» REQUIRED TASK: Print exactly, and only, the lines running from the line containing "Could you indicate the person's" through the end of the records below.

» ITEMS:
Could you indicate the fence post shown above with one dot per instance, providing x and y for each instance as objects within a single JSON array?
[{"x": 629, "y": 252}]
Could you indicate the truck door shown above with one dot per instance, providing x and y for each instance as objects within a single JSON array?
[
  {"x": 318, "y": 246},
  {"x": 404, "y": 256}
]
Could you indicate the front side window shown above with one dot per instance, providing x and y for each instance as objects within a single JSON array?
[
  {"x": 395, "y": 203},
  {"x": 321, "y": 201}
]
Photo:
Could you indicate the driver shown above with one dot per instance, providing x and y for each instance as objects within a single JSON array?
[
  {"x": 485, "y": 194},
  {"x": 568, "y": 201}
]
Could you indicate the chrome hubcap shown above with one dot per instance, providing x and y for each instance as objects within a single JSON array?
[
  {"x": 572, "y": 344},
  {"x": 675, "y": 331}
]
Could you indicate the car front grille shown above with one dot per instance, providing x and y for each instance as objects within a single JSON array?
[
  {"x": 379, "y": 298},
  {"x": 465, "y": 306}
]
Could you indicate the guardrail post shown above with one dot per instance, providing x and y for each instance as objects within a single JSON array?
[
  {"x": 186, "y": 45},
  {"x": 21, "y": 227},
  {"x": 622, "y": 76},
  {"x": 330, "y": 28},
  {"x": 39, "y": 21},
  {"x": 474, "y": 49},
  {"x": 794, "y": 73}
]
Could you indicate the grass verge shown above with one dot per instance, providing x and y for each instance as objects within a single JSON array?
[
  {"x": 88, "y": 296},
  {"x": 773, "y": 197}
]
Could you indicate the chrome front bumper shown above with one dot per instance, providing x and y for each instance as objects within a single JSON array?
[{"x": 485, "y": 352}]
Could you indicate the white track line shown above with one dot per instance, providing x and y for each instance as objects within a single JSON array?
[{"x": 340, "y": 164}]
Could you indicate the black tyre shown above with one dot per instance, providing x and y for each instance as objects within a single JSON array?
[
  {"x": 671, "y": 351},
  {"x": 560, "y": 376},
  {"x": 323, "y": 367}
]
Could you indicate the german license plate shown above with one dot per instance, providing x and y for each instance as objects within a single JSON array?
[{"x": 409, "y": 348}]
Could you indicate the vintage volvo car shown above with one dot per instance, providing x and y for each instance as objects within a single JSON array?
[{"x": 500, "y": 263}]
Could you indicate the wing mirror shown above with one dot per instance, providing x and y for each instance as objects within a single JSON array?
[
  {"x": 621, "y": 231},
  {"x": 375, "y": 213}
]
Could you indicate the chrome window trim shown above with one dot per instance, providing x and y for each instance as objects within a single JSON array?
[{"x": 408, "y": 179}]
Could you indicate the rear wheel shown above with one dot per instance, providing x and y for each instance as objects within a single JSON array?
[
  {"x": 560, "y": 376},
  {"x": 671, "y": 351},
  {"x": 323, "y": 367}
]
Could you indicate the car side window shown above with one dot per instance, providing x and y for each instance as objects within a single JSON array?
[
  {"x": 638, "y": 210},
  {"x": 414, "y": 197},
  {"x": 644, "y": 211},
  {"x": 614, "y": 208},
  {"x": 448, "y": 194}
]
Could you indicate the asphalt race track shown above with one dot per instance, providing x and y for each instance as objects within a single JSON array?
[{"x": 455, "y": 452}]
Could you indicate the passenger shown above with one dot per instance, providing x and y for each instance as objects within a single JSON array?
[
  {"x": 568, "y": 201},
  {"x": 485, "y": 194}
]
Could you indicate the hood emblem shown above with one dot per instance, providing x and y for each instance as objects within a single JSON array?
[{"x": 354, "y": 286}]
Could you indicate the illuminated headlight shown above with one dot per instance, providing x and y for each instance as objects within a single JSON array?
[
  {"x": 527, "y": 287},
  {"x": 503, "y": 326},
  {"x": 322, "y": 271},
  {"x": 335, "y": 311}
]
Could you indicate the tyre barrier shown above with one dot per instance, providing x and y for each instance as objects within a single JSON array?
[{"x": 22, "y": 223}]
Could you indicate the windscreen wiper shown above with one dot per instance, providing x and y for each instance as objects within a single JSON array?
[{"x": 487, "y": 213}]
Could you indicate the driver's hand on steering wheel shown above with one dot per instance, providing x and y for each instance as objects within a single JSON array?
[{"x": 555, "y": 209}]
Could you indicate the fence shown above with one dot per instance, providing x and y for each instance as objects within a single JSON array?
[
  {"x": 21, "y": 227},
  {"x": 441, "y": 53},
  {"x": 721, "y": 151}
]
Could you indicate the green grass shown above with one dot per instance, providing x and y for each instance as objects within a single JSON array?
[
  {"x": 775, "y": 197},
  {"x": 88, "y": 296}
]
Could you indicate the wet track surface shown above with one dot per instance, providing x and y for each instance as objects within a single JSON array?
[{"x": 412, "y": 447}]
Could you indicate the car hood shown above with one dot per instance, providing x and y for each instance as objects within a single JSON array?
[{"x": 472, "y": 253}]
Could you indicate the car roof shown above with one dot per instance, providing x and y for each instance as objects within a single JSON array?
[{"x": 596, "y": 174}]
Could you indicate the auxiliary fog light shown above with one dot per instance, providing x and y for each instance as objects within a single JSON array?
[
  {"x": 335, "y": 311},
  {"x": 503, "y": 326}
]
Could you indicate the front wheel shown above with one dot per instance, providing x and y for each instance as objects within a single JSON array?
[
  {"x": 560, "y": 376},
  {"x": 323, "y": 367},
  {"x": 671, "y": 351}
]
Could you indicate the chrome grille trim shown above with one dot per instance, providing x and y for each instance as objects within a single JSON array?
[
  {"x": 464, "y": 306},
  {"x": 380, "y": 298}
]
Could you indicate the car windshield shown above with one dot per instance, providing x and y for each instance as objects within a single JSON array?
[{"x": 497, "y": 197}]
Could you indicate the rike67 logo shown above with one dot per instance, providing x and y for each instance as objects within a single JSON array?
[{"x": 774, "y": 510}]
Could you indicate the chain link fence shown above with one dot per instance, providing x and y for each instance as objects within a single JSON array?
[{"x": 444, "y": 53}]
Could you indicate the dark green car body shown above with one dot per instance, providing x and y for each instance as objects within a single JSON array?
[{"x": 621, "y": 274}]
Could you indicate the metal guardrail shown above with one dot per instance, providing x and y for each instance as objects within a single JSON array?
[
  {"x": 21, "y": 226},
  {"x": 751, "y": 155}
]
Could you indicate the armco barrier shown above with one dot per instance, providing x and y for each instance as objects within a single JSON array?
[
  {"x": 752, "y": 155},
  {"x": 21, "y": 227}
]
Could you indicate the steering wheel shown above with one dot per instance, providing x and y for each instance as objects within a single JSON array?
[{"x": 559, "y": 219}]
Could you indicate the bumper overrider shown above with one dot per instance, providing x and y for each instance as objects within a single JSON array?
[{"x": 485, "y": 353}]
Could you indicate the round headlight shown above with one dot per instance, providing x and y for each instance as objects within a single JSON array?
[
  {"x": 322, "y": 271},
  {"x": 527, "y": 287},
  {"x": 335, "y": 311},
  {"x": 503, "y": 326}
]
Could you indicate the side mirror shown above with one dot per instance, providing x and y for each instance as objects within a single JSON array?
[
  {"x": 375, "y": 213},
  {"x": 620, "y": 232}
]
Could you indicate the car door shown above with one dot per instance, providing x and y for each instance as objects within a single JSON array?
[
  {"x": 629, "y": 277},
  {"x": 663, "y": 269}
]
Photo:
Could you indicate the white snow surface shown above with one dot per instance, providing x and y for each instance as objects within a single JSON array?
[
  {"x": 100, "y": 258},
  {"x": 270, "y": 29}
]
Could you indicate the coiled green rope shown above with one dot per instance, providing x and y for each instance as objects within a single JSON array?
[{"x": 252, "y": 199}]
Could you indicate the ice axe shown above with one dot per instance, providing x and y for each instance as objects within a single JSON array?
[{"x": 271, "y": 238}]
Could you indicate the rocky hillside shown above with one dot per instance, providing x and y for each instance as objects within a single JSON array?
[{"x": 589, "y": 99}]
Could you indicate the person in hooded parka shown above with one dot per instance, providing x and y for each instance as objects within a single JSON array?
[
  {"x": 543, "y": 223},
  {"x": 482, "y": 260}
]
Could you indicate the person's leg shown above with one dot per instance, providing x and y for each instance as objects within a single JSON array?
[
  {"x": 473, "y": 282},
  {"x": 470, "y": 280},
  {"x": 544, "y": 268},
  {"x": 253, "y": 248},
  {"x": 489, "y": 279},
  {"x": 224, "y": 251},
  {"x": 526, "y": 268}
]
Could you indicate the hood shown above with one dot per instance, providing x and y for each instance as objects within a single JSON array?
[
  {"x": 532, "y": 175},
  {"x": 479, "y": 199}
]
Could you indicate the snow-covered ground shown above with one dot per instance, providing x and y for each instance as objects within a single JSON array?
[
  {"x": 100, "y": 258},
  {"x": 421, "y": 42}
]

» EXERCISE RESPONSE:
Could you indicate the person's leg shown above with one dot per instance, providing x and y for each instance as objects within a single JSON array?
[
  {"x": 473, "y": 282},
  {"x": 470, "y": 280},
  {"x": 544, "y": 268},
  {"x": 253, "y": 248},
  {"x": 489, "y": 279},
  {"x": 224, "y": 251},
  {"x": 526, "y": 268}
]
Could you indicate the hood shown above with one dot per instance, providing x and y for each instance as objects within a single JSON array?
[
  {"x": 532, "y": 175},
  {"x": 479, "y": 199}
]
Could you indicate the snow-covered ground shown above with one dot per instance, providing x and y for each instance as objects within a single JSON array?
[
  {"x": 100, "y": 258},
  {"x": 421, "y": 42}
]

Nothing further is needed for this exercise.